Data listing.
━━━━━━━━━━━━━━━━━━━━

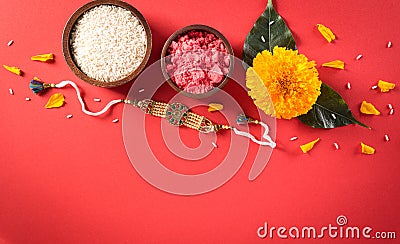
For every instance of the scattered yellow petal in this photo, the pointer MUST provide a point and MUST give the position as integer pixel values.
(215, 107)
(385, 86)
(368, 108)
(367, 149)
(337, 64)
(14, 70)
(55, 101)
(308, 146)
(43, 57)
(326, 32)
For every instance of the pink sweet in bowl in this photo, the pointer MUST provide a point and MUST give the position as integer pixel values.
(196, 59)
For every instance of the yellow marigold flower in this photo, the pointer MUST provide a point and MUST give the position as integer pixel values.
(326, 32)
(308, 146)
(285, 78)
(385, 86)
(367, 149)
(337, 64)
(368, 108)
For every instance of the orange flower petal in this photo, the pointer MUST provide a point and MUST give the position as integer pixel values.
(55, 101)
(308, 146)
(326, 32)
(367, 149)
(337, 64)
(368, 108)
(14, 70)
(43, 57)
(385, 86)
(284, 84)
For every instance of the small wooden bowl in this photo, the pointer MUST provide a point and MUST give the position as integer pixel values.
(67, 46)
(182, 31)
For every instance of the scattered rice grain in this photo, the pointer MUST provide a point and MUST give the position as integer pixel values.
(336, 145)
(108, 43)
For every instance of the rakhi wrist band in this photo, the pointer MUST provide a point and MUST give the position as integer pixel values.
(177, 114)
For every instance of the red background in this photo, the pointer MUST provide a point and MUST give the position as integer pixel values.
(70, 180)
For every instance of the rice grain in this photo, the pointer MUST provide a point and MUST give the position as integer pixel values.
(108, 43)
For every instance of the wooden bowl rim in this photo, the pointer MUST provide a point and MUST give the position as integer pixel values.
(187, 29)
(67, 48)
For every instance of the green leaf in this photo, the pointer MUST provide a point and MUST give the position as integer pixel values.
(330, 111)
(270, 30)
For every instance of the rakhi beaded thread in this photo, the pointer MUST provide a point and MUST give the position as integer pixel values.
(177, 114)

━━━━━━━━━━━━━━━━━━━━

What to do.
Replace every "pointer" with "annotator" in all of the items above, leaving everything else unchanged. Leave the pictures out of your answer.

Answer to the exercise.
For every instance of the scattered yellow petal in this photo, the annotator MUST provide a point and MUST give the position as integer pixel values.
(215, 107)
(385, 86)
(368, 108)
(367, 149)
(337, 64)
(14, 70)
(55, 101)
(308, 146)
(43, 57)
(326, 32)
For every instance of the pink sweet in bowl in this photo, the annotator MUST provide a point and MUST give the position as integer pixel values.
(196, 59)
For every instance of the yellow marigold flower in this photo, the annotator MUST provide a point and MUST give the position as integer pixel values.
(326, 32)
(308, 146)
(285, 78)
(385, 86)
(367, 149)
(337, 64)
(368, 108)
For every instance of the orange flower petal in this photo, the annotator MUST provide a point and MUST give the position as integer pixel values.
(55, 101)
(308, 146)
(326, 32)
(367, 149)
(337, 64)
(368, 108)
(14, 70)
(43, 57)
(385, 86)
(284, 84)
For every instance of the small wooden bowl in this photo, the annotator MUST provide a point and MUST give the position as integer pixel values.
(67, 46)
(182, 31)
For every instance of the scattered rice grain in this photo, the annotator MUST provide a point and MUST give the position as integer pixel values.
(336, 145)
(108, 43)
For every instance of the rakhi wrist band in this photo, the annotator MUST provide a point and MUST give the position as integer pixel values.
(177, 114)
For every instance of the red background in this photo, the annotator MUST provide a point and MUST give the position as integer pixel values.
(70, 180)
For every instance of the rice grain in this photo, the annotator MUST provide a point and MUST give the position as integer pixel values.
(108, 43)
For every instance of the wooden bowl rim in this photo, the annotator MUST provide a point and MUST give the position as integer pixel values.
(187, 29)
(67, 48)
For every instance of the green leaf in this photo, the annotator MUST provide a point and MUST give the position as integer pixel values.
(330, 111)
(270, 30)
For every instance of the rakhi beaded thread in this photo, the annotator MUST provide a point and MUST give the position as integer pixel values.
(177, 114)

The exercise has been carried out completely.